All lines in the records below that hold "step" are to be shown.

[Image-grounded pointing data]
..............................

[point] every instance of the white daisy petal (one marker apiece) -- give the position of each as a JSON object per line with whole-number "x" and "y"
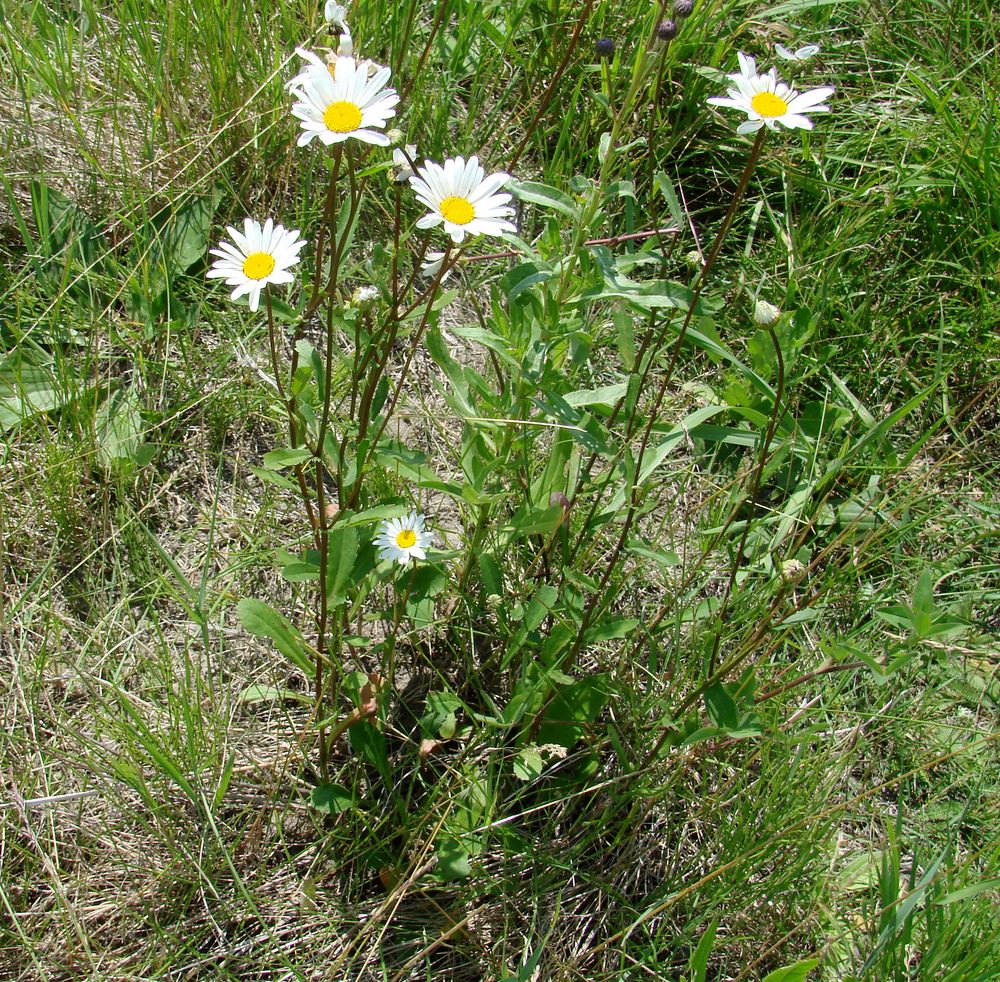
{"x": 401, "y": 540}
{"x": 768, "y": 101}
{"x": 461, "y": 196}
{"x": 343, "y": 105}
{"x": 261, "y": 255}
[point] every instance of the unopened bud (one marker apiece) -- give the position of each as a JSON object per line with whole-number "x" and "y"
{"x": 364, "y": 295}
{"x": 666, "y": 30}
{"x": 765, "y": 314}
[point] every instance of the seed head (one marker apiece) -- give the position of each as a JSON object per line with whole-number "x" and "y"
{"x": 666, "y": 30}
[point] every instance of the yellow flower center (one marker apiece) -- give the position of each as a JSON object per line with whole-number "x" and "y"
{"x": 342, "y": 117}
{"x": 258, "y": 265}
{"x": 768, "y": 104}
{"x": 458, "y": 211}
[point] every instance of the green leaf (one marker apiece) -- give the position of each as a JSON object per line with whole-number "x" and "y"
{"x": 332, "y": 799}
{"x": 613, "y": 627}
{"x": 721, "y": 707}
{"x": 119, "y": 426}
{"x": 184, "y": 238}
{"x": 300, "y": 572}
{"x": 542, "y": 194}
{"x": 439, "y": 716}
{"x": 574, "y": 706}
{"x": 492, "y": 577}
{"x": 662, "y": 557}
{"x": 29, "y": 386}
{"x": 453, "y": 860}
{"x": 277, "y": 460}
{"x": 542, "y": 603}
{"x": 371, "y": 515}
{"x": 528, "y": 764}
{"x": 263, "y": 621}
{"x": 698, "y": 965}
{"x": 272, "y": 477}
{"x": 342, "y": 551}
{"x": 792, "y": 973}
{"x": 369, "y": 743}
{"x": 967, "y": 893}
{"x": 607, "y": 395}
{"x": 269, "y": 693}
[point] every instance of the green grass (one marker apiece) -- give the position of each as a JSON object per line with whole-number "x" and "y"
{"x": 747, "y": 723}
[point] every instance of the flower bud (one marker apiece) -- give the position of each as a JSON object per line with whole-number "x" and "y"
{"x": 364, "y": 295}
{"x": 765, "y": 314}
{"x": 666, "y": 30}
{"x": 402, "y": 168}
{"x": 558, "y": 498}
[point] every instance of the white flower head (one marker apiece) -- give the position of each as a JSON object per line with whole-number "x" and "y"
{"x": 765, "y": 313}
{"x": 403, "y": 539}
{"x": 802, "y": 54}
{"x": 257, "y": 256}
{"x": 336, "y": 15}
{"x": 364, "y": 295}
{"x": 463, "y": 198}
{"x": 768, "y": 101}
{"x": 339, "y": 102}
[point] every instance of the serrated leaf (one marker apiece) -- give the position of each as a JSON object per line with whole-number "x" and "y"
{"x": 721, "y": 707}
{"x": 528, "y": 764}
{"x": 792, "y": 973}
{"x": 331, "y": 799}
{"x": 263, "y": 621}
{"x": 542, "y": 194}
{"x": 453, "y": 860}
{"x": 341, "y": 554}
{"x": 277, "y": 460}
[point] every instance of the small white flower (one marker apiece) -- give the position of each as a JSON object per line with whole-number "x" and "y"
{"x": 765, "y": 313}
{"x": 403, "y": 539}
{"x": 460, "y": 195}
{"x": 402, "y": 169}
{"x": 364, "y": 295}
{"x": 802, "y": 54}
{"x": 260, "y": 255}
{"x": 768, "y": 101}
{"x": 338, "y": 102}
{"x": 336, "y": 15}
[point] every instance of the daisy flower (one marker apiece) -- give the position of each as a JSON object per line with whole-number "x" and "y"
{"x": 341, "y": 101}
{"x": 403, "y": 539}
{"x": 768, "y": 101}
{"x": 260, "y": 255}
{"x": 461, "y": 196}
{"x": 802, "y": 54}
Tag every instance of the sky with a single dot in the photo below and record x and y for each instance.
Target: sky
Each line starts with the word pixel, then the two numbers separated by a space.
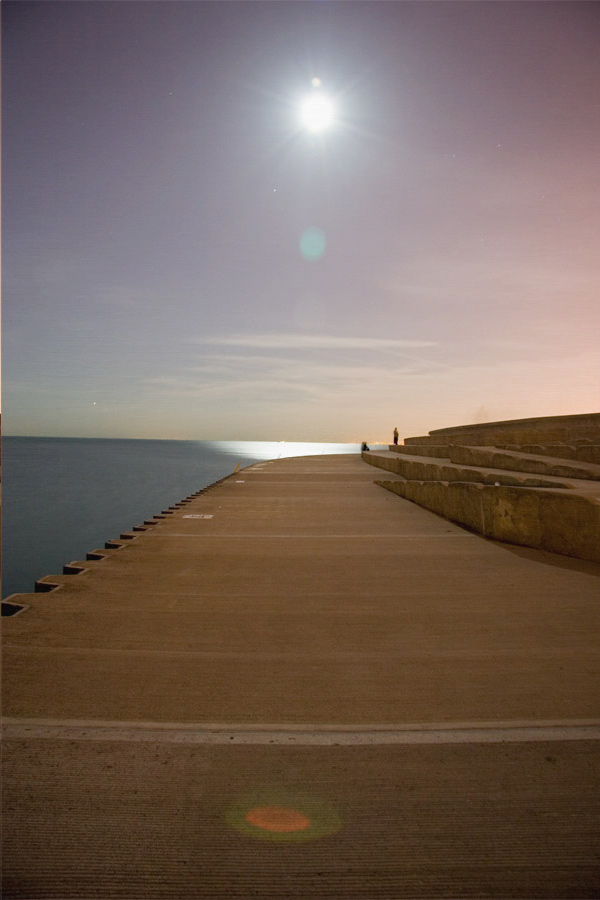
pixel 160 193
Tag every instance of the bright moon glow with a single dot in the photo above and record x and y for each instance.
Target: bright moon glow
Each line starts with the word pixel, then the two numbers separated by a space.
pixel 317 112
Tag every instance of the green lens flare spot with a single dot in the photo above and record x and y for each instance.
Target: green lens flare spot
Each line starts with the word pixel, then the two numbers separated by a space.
pixel 282 814
pixel 312 244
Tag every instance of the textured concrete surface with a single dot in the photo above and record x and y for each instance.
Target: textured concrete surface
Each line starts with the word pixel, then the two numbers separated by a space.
pixel 310 603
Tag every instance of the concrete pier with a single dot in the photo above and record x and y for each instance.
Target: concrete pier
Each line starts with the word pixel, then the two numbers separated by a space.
pixel 297 685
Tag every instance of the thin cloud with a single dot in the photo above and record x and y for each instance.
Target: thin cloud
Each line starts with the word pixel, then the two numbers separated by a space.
pixel 313 342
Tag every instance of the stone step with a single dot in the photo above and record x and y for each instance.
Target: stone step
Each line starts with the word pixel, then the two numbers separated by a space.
pixel 443 451
pixel 491 457
pixel 589 453
pixel 555 521
pixel 429 469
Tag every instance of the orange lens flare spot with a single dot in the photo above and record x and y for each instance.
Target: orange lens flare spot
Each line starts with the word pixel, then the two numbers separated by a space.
pixel 277 818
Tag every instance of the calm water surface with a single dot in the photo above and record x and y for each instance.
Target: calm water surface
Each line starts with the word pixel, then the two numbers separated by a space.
pixel 62 497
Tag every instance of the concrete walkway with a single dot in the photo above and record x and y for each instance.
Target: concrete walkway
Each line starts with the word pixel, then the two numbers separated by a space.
pixel 321 691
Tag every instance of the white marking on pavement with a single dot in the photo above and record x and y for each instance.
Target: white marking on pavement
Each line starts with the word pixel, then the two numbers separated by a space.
pixel 253 534
pixel 308 735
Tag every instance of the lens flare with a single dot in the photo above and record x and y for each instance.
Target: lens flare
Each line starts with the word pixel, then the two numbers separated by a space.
pixel 281 814
pixel 277 818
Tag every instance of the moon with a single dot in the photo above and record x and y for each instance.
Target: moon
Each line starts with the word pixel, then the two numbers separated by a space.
pixel 317 112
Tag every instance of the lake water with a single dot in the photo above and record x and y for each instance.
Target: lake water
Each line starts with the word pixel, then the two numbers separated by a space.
pixel 62 497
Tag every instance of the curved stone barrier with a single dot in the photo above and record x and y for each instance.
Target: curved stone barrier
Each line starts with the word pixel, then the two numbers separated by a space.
pixel 550 520
pixel 492 458
pixel 415 470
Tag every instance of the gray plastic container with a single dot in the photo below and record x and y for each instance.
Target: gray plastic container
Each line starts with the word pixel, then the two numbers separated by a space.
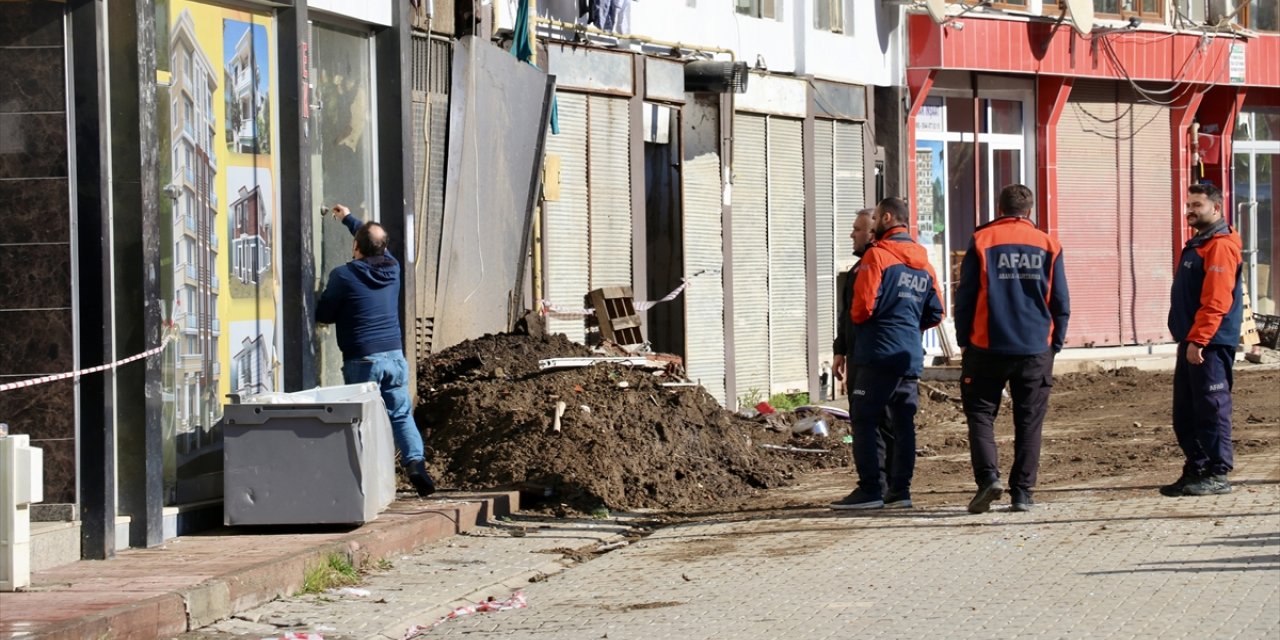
pixel 318 457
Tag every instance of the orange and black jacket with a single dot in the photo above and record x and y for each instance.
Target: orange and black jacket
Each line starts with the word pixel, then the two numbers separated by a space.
pixel 1011 298
pixel 1207 304
pixel 896 296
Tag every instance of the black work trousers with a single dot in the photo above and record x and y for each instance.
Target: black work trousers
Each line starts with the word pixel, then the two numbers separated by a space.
pixel 883 432
pixel 983 376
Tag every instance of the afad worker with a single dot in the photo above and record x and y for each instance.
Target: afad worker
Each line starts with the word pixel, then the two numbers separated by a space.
pixel 896 298
pixel 842 346
pixel 362 298
pixel 1206 309
pixel 1011 309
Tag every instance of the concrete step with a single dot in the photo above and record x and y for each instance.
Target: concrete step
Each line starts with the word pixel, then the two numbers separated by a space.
pixel 54 544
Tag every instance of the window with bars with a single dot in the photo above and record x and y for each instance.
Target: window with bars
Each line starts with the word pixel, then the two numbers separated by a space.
pixel 828 16
pixel 755 8
pixel 1147 10
pixel 1260 16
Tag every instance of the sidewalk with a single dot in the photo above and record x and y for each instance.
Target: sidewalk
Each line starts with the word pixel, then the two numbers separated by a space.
pixel 196 580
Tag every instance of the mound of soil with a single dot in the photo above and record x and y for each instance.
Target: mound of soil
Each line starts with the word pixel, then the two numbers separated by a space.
pixel 625 442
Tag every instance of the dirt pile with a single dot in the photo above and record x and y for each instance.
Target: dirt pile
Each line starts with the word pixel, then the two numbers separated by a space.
pixel 627 438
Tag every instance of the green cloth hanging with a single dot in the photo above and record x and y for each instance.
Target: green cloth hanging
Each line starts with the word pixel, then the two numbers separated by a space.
pixel 522 48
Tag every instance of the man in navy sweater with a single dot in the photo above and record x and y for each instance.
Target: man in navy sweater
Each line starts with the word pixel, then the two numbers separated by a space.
pixel 362 300
pixel 896 297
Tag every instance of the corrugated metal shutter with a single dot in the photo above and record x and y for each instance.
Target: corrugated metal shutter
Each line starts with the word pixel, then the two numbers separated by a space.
pixel 827 238
pixel 432 68
pixel 1088 191
pixel 750 259
pixel 789 336
pixel 849 191
pixel 850 182
pixel 609 178
pixel 703 237
pixel 1151 214
pixel 565 237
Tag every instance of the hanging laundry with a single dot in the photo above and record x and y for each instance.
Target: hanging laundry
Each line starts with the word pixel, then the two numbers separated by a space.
pixel 611 16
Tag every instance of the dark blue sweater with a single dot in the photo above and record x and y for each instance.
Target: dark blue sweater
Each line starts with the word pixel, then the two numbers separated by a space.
pixel 362 298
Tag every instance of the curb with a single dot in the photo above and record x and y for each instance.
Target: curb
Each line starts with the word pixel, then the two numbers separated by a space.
pixel 501 588
pixel 223 597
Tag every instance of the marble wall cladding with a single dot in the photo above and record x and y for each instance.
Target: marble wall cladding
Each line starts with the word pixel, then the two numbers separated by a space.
pixel 33 145
pixel 45 412
pixel 35 238
pixel 30 80
pixel 59 470
pixel 35 211
pixel 36 342
pixel 36 275
pixel 31 24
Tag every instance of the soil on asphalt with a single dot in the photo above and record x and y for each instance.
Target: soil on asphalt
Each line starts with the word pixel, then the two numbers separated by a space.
pixel 630 440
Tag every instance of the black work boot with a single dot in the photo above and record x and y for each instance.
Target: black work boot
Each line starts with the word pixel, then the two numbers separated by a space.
pixel 420 479
pixel 988 493
pixel 1175 489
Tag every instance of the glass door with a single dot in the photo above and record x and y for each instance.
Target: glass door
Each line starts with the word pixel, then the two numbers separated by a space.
pixel 1257 154
pixel 342 159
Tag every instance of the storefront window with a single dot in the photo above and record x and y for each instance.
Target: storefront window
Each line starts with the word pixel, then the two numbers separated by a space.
pixel 1256 209
pixel 342 160
pixel 219 282
pixel 965 152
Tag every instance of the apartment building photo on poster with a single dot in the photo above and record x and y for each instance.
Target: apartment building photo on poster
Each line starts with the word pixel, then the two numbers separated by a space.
pixel 215 72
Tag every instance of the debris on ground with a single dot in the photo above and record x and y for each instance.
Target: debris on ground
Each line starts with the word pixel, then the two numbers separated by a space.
pixel 606 435
pixel 490 606
pixel 489 414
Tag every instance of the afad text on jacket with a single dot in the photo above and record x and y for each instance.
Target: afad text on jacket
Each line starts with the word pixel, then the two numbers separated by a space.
pixel 896 297
pixel 1206 305
pixel 1013 297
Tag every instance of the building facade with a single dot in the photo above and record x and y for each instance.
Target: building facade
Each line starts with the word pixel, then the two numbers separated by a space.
pixel 1109 127
pixel 170 170
pixel 748 197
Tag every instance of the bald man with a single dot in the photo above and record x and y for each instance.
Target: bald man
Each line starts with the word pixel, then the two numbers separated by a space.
pixel 362 298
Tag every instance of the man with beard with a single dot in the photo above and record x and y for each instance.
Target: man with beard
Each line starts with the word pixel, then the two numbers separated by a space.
pixel 844 350
pixel 1206 309
pixel 896 297
pixel 1011 310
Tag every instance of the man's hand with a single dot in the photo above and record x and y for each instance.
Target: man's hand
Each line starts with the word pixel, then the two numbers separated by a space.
pixel 1193 353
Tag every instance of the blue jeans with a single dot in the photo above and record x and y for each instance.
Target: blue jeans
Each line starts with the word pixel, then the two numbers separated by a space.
pixel 391 371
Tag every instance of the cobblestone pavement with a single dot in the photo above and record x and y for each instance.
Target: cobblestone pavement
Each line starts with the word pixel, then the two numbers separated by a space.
pixel 1147 567
pixel 420 588
pixel 1079 566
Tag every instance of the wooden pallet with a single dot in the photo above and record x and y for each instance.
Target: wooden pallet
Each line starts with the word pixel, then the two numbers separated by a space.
pixel 616 315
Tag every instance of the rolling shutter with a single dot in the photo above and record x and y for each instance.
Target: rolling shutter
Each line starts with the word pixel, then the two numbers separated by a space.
pixel 609 178
pixel 849 193
pixel 786 242
pixel 850 184
pixel 565 238
pixel 827 238
pixel 750 259
pixel 1088 169
pixel 703 238
pixel 1151 214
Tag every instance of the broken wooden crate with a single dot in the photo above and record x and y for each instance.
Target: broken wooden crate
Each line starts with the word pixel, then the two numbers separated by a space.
pixel 616 315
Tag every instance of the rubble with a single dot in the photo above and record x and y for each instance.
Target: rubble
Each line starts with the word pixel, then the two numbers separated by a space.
pixel 493 417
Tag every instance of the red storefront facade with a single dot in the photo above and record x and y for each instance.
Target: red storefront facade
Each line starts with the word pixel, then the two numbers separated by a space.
pixel 1098 126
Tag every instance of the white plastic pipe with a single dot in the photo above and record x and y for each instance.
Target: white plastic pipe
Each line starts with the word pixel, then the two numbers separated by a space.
pixel 21 484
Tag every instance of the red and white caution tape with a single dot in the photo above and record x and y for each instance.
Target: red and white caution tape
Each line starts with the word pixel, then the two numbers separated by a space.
pixel 54 378
pixel 567 312
pixel 515 602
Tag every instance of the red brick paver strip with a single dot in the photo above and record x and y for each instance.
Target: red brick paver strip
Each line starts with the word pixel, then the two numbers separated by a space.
pixel 196 580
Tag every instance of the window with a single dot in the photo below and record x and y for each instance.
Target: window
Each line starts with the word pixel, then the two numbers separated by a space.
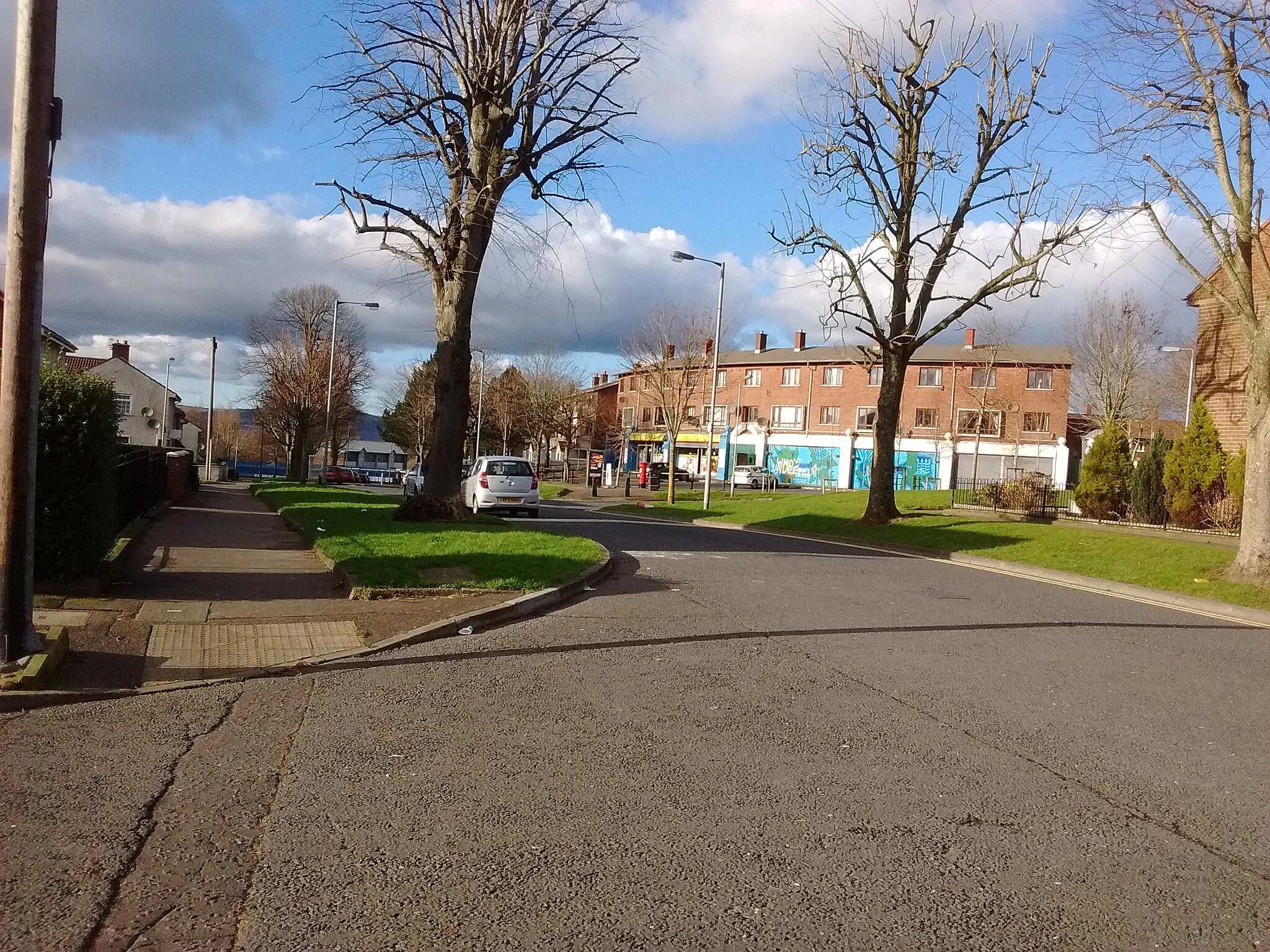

..............................

* **Expected answer**:
Tag every instance of the stone step with a single dot in the photo above and record x and y for each instance.
Target: stone step
Tag every instance of the concrete step with a single dot in the photo above and record x and y for each instance.
Target: concrete step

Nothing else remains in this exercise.